■ Text segment
###

Lloyd, Rosemary. Mallarmé: The Poet and his Circle. Ithaca and London: Cornell UP, 1999. Pp. 258. ISBN 0-8014-3662-1

If our icy and altitudinous Mallarmé has been "terrassé" for some time now by critical readings attentive to social, political, cultural, or other more frivolous aspects of his performances, Rosemary Lloyd's Mallarmé: The Poet and his Circle extends further the arena of his earthy interactions into unexplored territories of occasion and friendship. Lloyd proceeds quite pointedly from Mallarmé's own admonition that poets work collectively or in community on a single book by exploring the "epistolary bridging of minds" (48) so central to his thinking and development over the years. As Lloyd explains, "Mallarmé's aesthetics . . . as a reading of these letters reveals, are frequently the outcome not just of the master thinking alone in a closed room but of a continuing debate that is in part a debate among friends discussing central questions in private letters or small groups, and in part that of a much broader intellectual social context" (35). To flesh out the contours of these private and public debates, The Poet and his Circle features an intense scrutiny of Mallarmé's ongoing correspondence with others - friends whose discussions shed new light on the corpus - and it pays special attention to the poet's unique gift for reading and for understanding just what his contemporaries were attempting to accomplish. Ulti-mately, Lloyd's discussion presents the figure of a Mallarmé ever determined, in letters and elsewhere, "to control his life, and with it his posthumous image" (226), but one who was also tuned in generously to the literary, artistic, and intellectual concerns of his times.

###

Pointing and labeling lines
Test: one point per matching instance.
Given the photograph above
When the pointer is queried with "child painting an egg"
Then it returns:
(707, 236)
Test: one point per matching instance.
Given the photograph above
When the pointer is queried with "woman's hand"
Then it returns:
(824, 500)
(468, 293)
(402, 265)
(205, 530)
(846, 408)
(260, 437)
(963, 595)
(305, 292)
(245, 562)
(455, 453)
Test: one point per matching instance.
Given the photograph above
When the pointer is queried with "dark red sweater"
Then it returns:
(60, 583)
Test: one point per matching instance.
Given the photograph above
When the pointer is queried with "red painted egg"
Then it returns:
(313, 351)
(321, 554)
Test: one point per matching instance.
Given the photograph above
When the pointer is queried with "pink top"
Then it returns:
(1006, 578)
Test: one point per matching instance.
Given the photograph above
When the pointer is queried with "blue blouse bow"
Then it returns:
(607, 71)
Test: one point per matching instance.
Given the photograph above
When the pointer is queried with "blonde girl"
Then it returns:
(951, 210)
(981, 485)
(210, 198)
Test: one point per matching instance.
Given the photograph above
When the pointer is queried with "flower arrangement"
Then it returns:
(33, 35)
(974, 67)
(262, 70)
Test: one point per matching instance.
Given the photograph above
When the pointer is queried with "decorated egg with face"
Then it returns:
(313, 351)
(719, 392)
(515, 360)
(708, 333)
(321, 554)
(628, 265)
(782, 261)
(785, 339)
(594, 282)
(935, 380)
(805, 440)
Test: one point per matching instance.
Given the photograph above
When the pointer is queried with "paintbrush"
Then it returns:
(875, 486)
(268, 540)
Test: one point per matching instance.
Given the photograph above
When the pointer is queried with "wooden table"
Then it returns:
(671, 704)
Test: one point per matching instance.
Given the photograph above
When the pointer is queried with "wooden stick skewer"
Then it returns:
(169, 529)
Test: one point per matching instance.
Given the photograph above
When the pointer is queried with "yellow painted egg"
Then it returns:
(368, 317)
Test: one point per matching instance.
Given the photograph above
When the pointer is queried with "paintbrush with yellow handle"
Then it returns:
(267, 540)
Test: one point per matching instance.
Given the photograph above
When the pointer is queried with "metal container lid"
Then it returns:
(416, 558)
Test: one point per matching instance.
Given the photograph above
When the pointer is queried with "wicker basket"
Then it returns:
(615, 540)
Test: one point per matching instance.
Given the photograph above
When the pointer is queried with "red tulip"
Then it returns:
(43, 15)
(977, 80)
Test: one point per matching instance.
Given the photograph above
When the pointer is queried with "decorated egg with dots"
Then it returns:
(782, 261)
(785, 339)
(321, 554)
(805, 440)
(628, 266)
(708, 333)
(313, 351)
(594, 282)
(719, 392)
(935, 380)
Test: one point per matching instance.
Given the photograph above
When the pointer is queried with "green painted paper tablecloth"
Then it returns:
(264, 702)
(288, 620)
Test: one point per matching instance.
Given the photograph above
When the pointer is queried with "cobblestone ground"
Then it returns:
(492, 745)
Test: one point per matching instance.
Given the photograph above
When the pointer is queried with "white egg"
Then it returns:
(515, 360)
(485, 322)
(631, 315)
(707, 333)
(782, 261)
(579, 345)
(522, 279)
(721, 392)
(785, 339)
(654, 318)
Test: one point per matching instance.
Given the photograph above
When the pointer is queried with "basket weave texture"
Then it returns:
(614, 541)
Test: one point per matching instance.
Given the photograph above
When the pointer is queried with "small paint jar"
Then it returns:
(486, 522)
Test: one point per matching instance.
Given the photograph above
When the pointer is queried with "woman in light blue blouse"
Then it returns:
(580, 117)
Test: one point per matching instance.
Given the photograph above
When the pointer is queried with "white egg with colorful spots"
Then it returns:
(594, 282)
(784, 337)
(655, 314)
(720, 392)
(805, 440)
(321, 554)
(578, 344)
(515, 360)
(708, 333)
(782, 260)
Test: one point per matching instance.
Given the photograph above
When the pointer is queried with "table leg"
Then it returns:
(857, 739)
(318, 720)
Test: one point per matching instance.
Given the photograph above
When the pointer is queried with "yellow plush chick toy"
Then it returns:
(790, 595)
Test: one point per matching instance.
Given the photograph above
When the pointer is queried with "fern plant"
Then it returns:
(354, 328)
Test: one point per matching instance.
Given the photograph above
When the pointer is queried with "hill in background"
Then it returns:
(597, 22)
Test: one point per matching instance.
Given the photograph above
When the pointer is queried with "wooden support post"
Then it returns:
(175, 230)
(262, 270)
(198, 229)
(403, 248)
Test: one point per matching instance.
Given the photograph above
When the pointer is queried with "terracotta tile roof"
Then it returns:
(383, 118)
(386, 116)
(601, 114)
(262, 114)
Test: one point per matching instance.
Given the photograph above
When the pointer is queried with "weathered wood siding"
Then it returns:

###

■ Actions to take
1. According to the Mallarmé review, what does Lloyd explore as she proceeds from Mallarmé's admonition that poets work in community on a single book?
2. Continue the review of the Mallarmé book from the point where it stops.

■ Outputs in order
1. She explores the "epistolary bridging of minds" that was central to his thinking and development over the years.

2.
Divided into four chapters separated by five interludes and framed by an introduction on "Corresponding" and a conclusion on "Remembering the Dead," Lloyd's book develops chronologically filling in periods traditionally cast as "barren" with a full agenda of plans representative of Mallarmé's continually evolving aesthetic and intellectual work. From the early correspondence of the sixties, in Chapter 1, we [End Page 410] learn that letters were the only forum for the poet's critical ideas and that they provide, therefore, Mallarmé's own "reader's tour of his verse" (43). Chapter 2 considers Mallarmé's activities and plans between 1871 and 1884 when his move to the capital thrust him into the worlds of vastly different writers: Léon Cladel and Léon Hennique, Huysmans, Zola and Anatole France, but also the Provençal poets, and the English writers, John Payne, Arthur O'Shaugnessy, Swinbourne, Sarah Helen Whitman, and Louise Chandler Moulton. This widening circle of correspondence indicates the degree to which Mallarmé was devoted to questions of genre, to problems of translation, and to the concept of "an international society of writers" (92) joined across the seas.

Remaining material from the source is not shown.